**WHAT YOU WILL DO**
Count the lines in the entries that contain the word "each", and give only that number.

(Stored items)
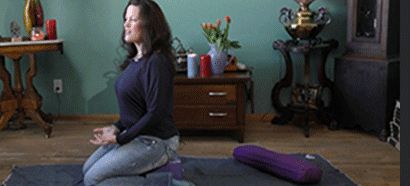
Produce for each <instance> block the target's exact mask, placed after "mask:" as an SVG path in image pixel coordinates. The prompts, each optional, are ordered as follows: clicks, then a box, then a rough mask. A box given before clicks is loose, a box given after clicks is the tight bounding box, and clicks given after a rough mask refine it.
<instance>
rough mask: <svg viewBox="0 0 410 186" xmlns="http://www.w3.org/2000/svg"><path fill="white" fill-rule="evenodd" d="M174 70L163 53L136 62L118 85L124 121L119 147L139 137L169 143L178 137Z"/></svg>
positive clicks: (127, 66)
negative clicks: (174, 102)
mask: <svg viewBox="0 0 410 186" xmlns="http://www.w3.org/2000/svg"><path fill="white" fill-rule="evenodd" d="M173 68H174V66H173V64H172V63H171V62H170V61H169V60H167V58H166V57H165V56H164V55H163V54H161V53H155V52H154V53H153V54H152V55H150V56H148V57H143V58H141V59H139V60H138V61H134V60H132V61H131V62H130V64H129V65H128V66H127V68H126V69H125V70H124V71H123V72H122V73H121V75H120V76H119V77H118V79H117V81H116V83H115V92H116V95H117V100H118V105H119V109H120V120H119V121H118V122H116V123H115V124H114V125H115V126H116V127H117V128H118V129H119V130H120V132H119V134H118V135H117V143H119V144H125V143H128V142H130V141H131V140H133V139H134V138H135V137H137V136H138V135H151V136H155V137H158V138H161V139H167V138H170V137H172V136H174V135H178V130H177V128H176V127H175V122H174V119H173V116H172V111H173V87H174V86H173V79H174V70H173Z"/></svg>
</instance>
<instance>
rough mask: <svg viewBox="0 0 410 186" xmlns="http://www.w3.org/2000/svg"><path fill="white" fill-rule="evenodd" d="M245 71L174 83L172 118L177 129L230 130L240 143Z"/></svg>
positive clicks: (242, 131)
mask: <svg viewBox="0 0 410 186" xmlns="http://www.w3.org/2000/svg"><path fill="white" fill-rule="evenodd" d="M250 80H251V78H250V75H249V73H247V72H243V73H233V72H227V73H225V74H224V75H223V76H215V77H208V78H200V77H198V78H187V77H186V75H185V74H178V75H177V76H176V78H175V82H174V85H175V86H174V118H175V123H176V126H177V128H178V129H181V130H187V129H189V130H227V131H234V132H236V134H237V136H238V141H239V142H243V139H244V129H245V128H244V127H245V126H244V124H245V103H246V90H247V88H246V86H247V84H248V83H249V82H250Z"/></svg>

---

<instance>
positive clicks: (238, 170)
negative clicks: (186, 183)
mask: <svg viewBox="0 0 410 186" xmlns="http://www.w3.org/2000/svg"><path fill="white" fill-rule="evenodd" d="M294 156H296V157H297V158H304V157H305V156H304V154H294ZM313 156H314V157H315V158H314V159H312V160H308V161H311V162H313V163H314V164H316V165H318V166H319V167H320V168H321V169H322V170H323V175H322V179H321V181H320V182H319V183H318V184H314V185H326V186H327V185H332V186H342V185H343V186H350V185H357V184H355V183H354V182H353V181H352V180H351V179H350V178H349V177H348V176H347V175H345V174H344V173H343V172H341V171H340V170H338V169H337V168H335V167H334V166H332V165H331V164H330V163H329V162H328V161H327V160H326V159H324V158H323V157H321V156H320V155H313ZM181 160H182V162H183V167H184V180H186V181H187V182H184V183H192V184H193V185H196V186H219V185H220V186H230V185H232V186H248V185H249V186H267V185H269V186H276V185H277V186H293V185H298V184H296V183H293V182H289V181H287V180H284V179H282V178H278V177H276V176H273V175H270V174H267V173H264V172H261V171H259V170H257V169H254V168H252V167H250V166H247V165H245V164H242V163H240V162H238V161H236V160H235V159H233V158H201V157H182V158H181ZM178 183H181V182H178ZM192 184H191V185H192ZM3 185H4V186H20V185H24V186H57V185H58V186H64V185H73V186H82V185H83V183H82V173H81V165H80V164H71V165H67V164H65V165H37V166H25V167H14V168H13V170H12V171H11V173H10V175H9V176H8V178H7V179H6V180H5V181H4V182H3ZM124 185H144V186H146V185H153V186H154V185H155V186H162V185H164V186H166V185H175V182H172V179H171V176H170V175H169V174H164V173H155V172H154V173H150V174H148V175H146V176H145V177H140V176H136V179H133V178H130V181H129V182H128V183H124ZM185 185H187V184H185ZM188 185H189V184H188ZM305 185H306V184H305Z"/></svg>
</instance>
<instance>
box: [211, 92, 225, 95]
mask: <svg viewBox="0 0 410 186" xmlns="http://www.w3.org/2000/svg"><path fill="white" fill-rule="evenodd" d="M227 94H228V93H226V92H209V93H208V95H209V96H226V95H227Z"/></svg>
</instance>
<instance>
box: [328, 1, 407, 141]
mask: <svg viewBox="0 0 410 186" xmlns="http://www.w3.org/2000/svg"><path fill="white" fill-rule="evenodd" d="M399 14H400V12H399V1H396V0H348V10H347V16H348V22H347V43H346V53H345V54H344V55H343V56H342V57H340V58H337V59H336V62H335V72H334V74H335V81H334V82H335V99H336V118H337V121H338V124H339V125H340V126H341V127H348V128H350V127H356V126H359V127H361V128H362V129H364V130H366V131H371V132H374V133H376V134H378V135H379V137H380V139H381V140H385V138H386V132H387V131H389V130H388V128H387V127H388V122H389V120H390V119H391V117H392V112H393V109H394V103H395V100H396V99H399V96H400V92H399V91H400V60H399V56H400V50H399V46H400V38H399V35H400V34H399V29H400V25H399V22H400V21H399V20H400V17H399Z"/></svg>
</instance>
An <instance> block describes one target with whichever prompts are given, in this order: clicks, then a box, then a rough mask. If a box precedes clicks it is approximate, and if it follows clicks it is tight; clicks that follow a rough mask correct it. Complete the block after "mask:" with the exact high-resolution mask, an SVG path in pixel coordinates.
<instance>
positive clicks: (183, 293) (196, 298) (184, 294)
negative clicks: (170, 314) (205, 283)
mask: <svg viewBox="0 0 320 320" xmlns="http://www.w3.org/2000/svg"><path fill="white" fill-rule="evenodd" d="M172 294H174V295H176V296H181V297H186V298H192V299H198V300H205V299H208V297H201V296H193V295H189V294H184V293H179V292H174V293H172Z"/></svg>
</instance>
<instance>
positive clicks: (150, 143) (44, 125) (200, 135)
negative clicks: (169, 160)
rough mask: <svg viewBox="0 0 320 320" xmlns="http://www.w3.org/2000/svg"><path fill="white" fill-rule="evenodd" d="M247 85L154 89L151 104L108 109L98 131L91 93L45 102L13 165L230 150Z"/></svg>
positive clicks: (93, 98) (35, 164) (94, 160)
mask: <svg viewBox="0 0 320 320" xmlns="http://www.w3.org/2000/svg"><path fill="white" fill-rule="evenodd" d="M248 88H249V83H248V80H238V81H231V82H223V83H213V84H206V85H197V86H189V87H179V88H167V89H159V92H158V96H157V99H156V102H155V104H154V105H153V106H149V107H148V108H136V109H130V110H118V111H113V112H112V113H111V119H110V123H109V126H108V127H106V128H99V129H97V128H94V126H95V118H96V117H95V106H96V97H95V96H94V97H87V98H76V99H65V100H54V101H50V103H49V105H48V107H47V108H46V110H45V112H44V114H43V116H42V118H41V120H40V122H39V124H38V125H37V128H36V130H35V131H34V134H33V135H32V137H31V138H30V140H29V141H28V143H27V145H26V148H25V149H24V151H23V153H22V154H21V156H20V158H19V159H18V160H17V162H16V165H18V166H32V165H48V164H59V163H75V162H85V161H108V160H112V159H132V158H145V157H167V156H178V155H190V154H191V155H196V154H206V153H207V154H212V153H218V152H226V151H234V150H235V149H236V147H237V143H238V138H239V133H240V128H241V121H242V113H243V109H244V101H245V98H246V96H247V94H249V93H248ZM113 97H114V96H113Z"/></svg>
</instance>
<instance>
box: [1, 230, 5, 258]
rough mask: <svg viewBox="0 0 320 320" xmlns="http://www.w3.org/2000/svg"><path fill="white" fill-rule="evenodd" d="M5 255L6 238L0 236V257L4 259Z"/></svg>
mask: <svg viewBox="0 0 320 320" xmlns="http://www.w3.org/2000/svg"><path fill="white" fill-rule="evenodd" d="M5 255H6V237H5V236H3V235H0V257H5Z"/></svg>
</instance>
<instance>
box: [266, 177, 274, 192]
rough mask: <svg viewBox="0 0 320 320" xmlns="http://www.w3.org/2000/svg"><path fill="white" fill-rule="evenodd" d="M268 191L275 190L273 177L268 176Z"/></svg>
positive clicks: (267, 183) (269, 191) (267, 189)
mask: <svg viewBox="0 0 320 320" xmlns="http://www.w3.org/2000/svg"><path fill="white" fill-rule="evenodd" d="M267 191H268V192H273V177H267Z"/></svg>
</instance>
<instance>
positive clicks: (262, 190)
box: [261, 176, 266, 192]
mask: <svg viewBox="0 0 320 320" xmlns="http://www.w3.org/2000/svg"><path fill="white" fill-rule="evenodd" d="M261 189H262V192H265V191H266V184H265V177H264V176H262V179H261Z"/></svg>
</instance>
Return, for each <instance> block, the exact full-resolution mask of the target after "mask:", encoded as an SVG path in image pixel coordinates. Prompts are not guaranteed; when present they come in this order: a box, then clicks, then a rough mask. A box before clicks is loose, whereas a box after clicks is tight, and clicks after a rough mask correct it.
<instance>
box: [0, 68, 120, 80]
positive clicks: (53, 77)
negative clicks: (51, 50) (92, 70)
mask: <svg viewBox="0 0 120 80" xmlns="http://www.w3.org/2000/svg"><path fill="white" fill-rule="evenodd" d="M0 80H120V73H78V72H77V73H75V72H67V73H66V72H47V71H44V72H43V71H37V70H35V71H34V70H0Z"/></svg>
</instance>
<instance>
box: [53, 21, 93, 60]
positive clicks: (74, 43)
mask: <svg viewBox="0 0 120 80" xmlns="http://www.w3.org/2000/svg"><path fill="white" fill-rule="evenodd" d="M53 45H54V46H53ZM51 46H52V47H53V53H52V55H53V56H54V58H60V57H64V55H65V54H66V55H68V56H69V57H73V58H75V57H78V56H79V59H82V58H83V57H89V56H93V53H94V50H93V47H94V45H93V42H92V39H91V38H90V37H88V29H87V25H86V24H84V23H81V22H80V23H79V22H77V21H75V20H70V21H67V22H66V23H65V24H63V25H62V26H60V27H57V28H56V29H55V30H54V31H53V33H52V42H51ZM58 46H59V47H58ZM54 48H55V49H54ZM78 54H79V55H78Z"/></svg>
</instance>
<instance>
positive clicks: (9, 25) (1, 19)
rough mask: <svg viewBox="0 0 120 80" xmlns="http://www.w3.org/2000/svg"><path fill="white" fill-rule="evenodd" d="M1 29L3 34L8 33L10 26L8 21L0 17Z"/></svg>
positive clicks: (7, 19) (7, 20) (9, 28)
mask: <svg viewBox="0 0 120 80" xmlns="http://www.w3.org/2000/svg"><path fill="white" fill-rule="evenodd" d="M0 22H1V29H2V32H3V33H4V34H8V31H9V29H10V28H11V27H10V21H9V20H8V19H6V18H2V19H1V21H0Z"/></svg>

**SOLUTION BELOW**
2